Défi A —
D'après le compte rendu de l'intervention « Du bien au lien », quel poste Isabelle Barth occupe-t-elle ?
Défi B —
Reprenez le compte rendu de l'intervention « Du bien au lien » et prolongez-le à partir de sa dernière phrase.

Isabelle Barth "Du bien au lien"

Convention Esprit de Service France du 10 juin 2022 « Vers une nouvelle relation commerciale » – Plateau 2 : Isabelle Barth, « Du bien au lien ».

Le 10 juin 2022 s’est tenue la 17e convention Esprit de Service France : « Vers une nouvelle relation commerciale ». Pour ce second Plateau, nous avons eu le plaisir de donner la parole à Isabelle Barth, Professeure agrégée des universités en management à l’Université de Strasbourg pour son intervention « Du bien au lien ».

Isabelle Barth se propose de nous faire découvrir les transformations de la notion de commerce à travers les âges et surtout, l’évolution de la perception du métier de commercial et de ceux qui l’exercent.

Comment est-on passé des premières tablettes comptables de Mésopotamie au commerce en ligne d’aujourd’hui et autres applications métaverses ?

Tout d’abord, comment définir ce que l’on appelle « commerce » ? Mot relativement valise, Isabelle Barth nous rappelle que si nous vivons dans le même monde, mais nous n’en avons pas les mêmes points de vue, pas la même vision. Nous pouvons définir la société par l’économie (Marx, par exemple), par la parenté (Lévi Strauss), par la religion (Dumont) ou par la politique (Polanyi) ; le commerce se trouve au carrefour de tout cela.

De même, nous sommes dans des « réalités construites » et nous évoluons dans des « récits ». Et ce que nous percevons comme réalité et issue de ces récits …

La sphère marchande existe également depuis toujours, imbriquée dans la vie quotidienne. Polanyi nous propose de regarder le monde avec deux types de sociétés, celle régie par le contrat, la « gesellschat » et celle non commerciale où le statut domine ; une séparation statut/contrat essentielle actuellement pour comprendre les relations commerciales qui vont petit à petit s’ « autonomiser » par rapport aux autres relations sociétales.  Luc Boltanski et Laurent Thévenot ont théorisé cela en disant : « on est dans le même monde mais on ne le vit pas de la même façon ». Nous ne voyons pas la guerre en Ukraine de la même façon selon que nous venons du monde de l’opinion, du monde industriel ou du monde marchand, il y a une différence de perception.

Segment de données —
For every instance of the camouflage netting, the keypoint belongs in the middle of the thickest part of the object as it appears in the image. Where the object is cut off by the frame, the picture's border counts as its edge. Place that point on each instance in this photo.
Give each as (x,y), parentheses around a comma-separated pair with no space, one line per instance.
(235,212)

Réponse attendue A —
Elle est professeure agrégée des universités en management à l'Université de Strasbourg.

Réponse attendue B —
D’autre part, la relation commerciale se répand en réseau, contrairement à la relation hiérarchique qui s’emboite ou se décline. Pour Albert Hirschman il existe trois sphères relationnelles : la famille, le monde de la relation politique et celle du monde marchand. La défection n’est possible que dans le monde marchand ; les autres nous obligent à conserver le lien…

Il n’existe pas dans les langues indo-européennes de mot spécifique pour désigner le « commerce ». Et celui-ci est désigné en latin et en grec par askolia, negotium : ne pas avoir de loisir, une activité que l’on définit donc en creux et non en plein. Il y a également cette relation avec la marchandise (mercator, merx) : le commerçant est celui qui transforme la chose en marchandise.

Les premières traces de son émergence date de – 4000 ans avant JC. Les hommes ont toujours vécu le commerce au loin avec des ambitions de déplacements très importants, de manière immédiate et non par cercles concentriques. Ainsi, avec l’apparition de la monnaie (6ème et 4ème siècles av. J.-C.), les réseaux se mettent en place. 

Dans la cité Grec, le commerce est porté par le « métèque », l’étranger … « Les marchands n’existent pas » selon Platon et « faire du profit est à réprouver » pour Aristote.

Le Moyen-Âge voit l’influence de la religion et le rapport au profit devient très fort. Saint Thomas d’Aquin recommande de ne pas faire trop d’argent avec, mais il reconnait le commerce comme essentiel à l’activité humaine.

Au 16e et 17e siècle, place à la prospérité de la nation grâce au commerce – Montesquieu parle ainsi de « doux commerce ».

Le 18e siècle, le capitalisme se théorise et se désencastre vraiment de la sphère sociétale : essor des boutiques, des halles de marchandises … Et en 1770, apparaissent les représentants de commerce, les fameux « colporteurs ».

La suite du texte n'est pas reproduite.